**Task:** In how many lines of the material below does the word "folded" appear? Count them and reply with the number alone.

● ● ●

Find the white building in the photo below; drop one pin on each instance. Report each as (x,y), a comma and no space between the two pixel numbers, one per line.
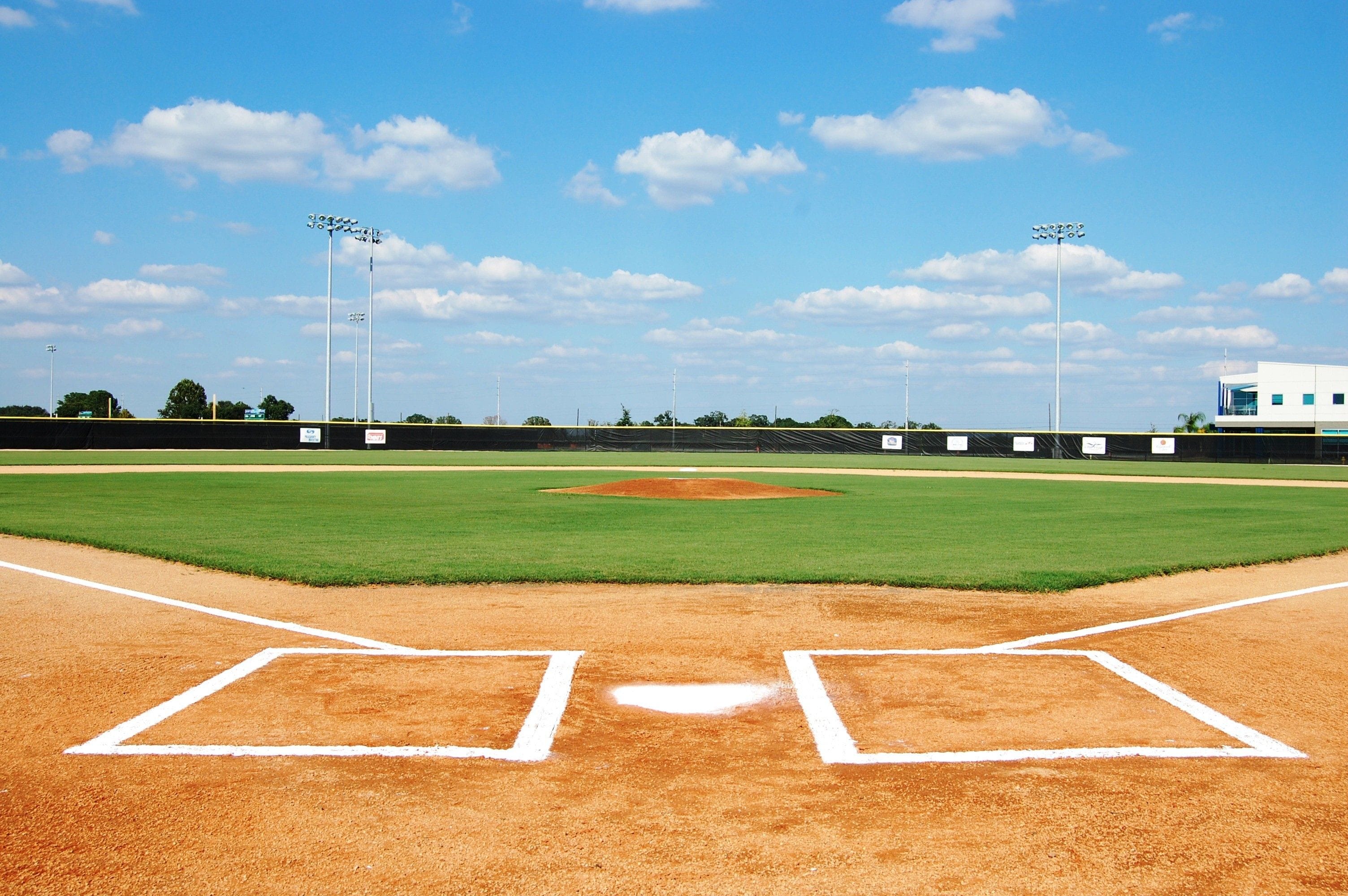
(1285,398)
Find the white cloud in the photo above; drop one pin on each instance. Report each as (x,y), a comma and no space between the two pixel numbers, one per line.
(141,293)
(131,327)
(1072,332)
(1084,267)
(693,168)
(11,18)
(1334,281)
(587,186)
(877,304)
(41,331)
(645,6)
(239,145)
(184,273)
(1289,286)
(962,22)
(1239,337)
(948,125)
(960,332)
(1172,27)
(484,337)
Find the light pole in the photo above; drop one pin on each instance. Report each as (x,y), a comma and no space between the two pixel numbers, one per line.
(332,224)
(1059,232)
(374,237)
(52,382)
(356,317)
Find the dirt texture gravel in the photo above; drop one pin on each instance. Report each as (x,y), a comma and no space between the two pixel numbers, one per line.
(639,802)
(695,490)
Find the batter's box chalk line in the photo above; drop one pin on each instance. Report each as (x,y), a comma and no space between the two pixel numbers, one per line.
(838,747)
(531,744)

● ● ●

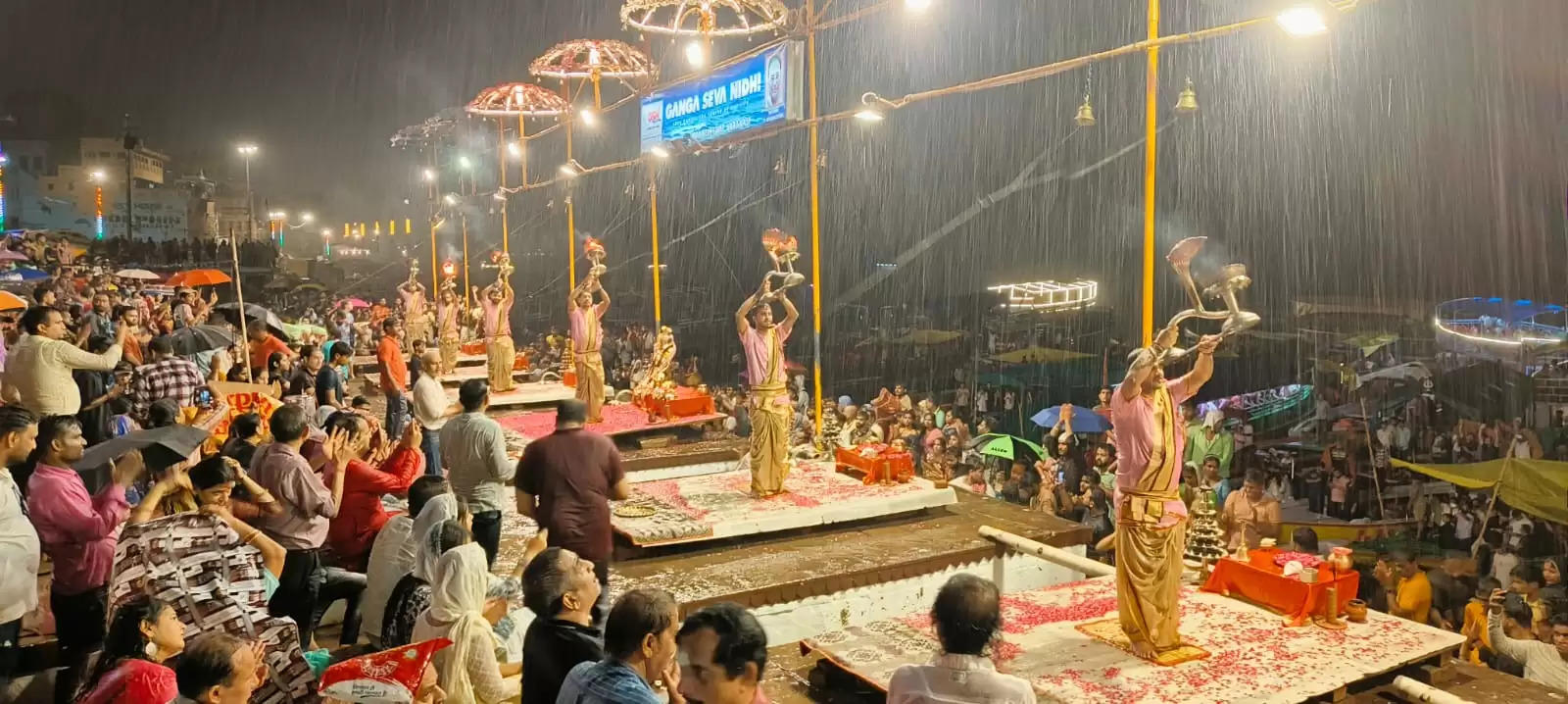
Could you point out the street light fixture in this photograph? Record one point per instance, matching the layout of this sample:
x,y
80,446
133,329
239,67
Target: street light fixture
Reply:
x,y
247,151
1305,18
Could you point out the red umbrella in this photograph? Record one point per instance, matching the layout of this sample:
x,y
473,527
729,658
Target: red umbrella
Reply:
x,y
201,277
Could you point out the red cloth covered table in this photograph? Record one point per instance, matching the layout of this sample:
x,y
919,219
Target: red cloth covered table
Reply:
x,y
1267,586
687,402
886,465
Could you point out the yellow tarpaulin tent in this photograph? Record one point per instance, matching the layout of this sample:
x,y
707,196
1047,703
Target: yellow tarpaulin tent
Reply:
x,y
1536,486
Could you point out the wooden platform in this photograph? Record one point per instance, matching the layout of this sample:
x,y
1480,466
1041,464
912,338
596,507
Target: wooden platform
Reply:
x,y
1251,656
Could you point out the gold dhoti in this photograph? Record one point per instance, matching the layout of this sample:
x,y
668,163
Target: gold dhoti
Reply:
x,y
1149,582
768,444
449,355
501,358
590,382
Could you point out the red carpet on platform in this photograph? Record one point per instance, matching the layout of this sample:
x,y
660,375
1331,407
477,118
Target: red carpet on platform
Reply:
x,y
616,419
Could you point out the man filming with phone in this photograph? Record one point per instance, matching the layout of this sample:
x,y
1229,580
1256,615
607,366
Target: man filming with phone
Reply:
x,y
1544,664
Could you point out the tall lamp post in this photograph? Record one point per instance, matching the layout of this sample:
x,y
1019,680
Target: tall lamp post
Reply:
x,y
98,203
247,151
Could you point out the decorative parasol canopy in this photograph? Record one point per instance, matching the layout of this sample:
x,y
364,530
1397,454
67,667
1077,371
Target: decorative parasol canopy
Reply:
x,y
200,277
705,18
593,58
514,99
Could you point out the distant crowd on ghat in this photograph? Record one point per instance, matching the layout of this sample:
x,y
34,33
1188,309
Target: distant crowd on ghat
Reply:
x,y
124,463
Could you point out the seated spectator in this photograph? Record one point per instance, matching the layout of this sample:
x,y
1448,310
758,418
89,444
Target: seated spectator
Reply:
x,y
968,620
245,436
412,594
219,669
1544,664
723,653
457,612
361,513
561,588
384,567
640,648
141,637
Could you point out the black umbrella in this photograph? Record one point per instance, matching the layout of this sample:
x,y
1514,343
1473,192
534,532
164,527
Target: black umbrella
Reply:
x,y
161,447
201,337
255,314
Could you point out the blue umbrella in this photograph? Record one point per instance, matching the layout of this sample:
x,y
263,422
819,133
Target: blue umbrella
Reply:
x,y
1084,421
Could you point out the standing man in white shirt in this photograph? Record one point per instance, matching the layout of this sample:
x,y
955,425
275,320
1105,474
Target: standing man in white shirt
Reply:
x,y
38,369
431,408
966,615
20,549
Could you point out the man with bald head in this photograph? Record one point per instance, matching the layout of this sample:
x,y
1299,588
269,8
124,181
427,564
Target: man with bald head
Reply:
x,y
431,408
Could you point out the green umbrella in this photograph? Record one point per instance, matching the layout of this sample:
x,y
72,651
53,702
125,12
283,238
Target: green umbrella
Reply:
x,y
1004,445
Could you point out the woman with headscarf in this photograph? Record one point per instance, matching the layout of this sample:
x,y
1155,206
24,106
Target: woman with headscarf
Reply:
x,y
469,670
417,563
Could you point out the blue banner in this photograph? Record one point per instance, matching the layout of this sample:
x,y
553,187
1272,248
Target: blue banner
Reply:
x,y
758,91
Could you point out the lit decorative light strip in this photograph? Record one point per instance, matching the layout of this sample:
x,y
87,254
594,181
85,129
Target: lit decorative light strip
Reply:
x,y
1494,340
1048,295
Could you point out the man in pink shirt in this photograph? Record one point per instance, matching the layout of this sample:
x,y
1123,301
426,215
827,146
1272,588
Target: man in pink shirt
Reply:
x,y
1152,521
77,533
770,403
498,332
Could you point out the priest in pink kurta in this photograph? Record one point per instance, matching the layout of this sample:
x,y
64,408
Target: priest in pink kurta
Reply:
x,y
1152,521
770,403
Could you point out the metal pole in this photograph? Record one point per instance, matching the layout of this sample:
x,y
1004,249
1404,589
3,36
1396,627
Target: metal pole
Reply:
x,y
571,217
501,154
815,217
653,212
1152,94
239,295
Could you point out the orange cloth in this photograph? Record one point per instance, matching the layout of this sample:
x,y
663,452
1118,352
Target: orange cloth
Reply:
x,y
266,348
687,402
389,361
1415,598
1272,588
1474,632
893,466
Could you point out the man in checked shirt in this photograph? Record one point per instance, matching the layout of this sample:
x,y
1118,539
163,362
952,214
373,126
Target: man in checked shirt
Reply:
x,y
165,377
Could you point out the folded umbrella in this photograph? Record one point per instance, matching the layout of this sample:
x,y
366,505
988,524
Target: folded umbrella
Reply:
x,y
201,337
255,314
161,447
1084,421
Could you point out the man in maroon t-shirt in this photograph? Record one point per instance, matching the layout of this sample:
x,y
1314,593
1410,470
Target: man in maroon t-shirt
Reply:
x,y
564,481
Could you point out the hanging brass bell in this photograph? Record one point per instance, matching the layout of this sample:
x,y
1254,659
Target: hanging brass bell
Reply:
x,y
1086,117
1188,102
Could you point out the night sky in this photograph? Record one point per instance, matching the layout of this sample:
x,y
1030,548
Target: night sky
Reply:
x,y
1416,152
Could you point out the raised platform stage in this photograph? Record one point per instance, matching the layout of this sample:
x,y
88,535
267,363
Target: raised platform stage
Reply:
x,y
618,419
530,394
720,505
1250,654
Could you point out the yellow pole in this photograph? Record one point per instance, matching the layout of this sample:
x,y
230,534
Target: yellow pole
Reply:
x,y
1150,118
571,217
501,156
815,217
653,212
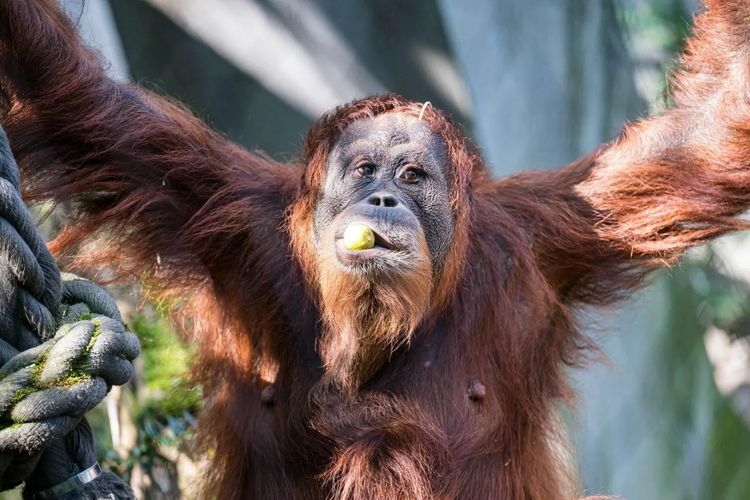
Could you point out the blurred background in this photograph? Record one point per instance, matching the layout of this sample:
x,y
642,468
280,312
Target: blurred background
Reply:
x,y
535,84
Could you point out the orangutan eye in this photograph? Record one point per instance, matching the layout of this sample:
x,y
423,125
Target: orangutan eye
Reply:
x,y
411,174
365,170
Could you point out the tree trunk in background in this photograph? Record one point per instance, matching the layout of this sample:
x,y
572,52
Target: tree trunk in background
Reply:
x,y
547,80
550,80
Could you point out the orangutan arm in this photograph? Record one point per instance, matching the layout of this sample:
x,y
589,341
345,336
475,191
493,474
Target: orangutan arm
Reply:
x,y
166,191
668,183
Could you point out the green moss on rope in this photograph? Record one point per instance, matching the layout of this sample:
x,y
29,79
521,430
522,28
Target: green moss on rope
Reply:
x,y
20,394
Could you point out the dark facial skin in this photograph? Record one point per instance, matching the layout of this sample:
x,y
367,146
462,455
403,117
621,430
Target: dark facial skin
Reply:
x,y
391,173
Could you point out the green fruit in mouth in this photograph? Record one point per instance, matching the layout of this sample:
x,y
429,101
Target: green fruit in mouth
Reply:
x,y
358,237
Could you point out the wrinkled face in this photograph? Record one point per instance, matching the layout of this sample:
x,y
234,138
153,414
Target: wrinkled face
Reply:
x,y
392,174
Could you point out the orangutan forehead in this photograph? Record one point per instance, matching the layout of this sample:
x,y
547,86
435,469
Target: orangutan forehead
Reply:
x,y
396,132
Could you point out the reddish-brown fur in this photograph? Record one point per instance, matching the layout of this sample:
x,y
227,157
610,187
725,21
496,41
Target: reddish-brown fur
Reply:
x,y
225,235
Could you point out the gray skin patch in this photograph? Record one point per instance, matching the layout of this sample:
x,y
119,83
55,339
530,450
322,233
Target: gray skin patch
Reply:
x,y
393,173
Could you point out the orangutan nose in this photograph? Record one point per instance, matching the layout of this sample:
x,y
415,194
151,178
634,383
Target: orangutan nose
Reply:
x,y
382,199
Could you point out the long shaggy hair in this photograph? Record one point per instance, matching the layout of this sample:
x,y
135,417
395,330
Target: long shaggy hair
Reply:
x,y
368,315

● ● ●

**Written answer:** 2